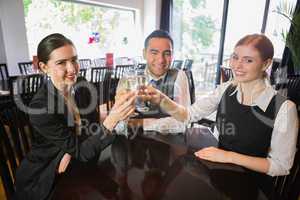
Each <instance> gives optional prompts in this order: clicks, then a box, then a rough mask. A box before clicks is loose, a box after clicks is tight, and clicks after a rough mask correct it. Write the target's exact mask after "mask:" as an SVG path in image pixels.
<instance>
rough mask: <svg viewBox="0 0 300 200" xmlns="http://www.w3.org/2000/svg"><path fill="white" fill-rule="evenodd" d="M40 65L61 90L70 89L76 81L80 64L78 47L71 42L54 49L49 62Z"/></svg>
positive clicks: (55, 85)
mask: <svg viewBox="0 0 300 200" xmlns="http://www.w3.org/2000/svg"><path fill="white" fill-rule="evenodd" d="M39 65H40V68H41V69H42V70H43V71H44V72H45V73H46V74H47V75H48V76H49V77H50V78H51V81H52V82H53V85H54V86H55V87H56V88H57V89H58V90H60V91H66V90H68V89H70V88H71V86H72V85H73V84H74V83H75V82H76V79H77V74H78V71H79V64H78V61H77V52H76V49H75V48H74V46H72V45H70V44H66V45H64V46H62V47H59V48H57V49H55V50H53V51H52V52H51V54H50V57H49V60H48V62H47V63H43V62H40V63H39Z"/></svg>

****

▶ [Your assignment]: Repeat every line of the records above word for word, but leave the pictures out.

▶ [Answer box]:
Each <instance> gives optional prompts in this order: clicks, then a box, then a rough mask. A box before clicks is loose, a box after clicks is tight, and clicks after a rough mask correct it. Write the target's exact mask after "mask:" as an SVG path in image pixels.
<instance>
rough mask: <svg viewBox="0 0 300 200" xmlns="http://www.w3.org/2000/svg"><path fill="white" fill-rule="evenodd" d="M40 65L61 90L70 89L76 81L80 64L78 47L71 42L54 49L49 62Z"/></svg>
positive clicks: (55, 85)
mask: <svg viewBox="0 0 300 200" xmlns="http://www.w3.org/2000/svg"><path fill="white" fill-rule="evenodd" d="M39 65H40V68H41V69H42V70H43V71H44V72H45V73H46V74H47V75H48V76H49V77H50V78H51V81H52V82H53V85H54V86H55V87H56V88H57V89H58V90H60V91H66V90H68V89H70V88H71V86H72V85H73V84H74V83H75V82H76V79H77V74H78V71H79V64H78V61H77V52H76V49H75V48H74V46H72V45H70V44H66V45H64V46H62V47H59V48H57V49H55V50H53V51H52V52H51V54H50V57H49V60H48V62H47V63H43V62H40V63H39Z"/></svg>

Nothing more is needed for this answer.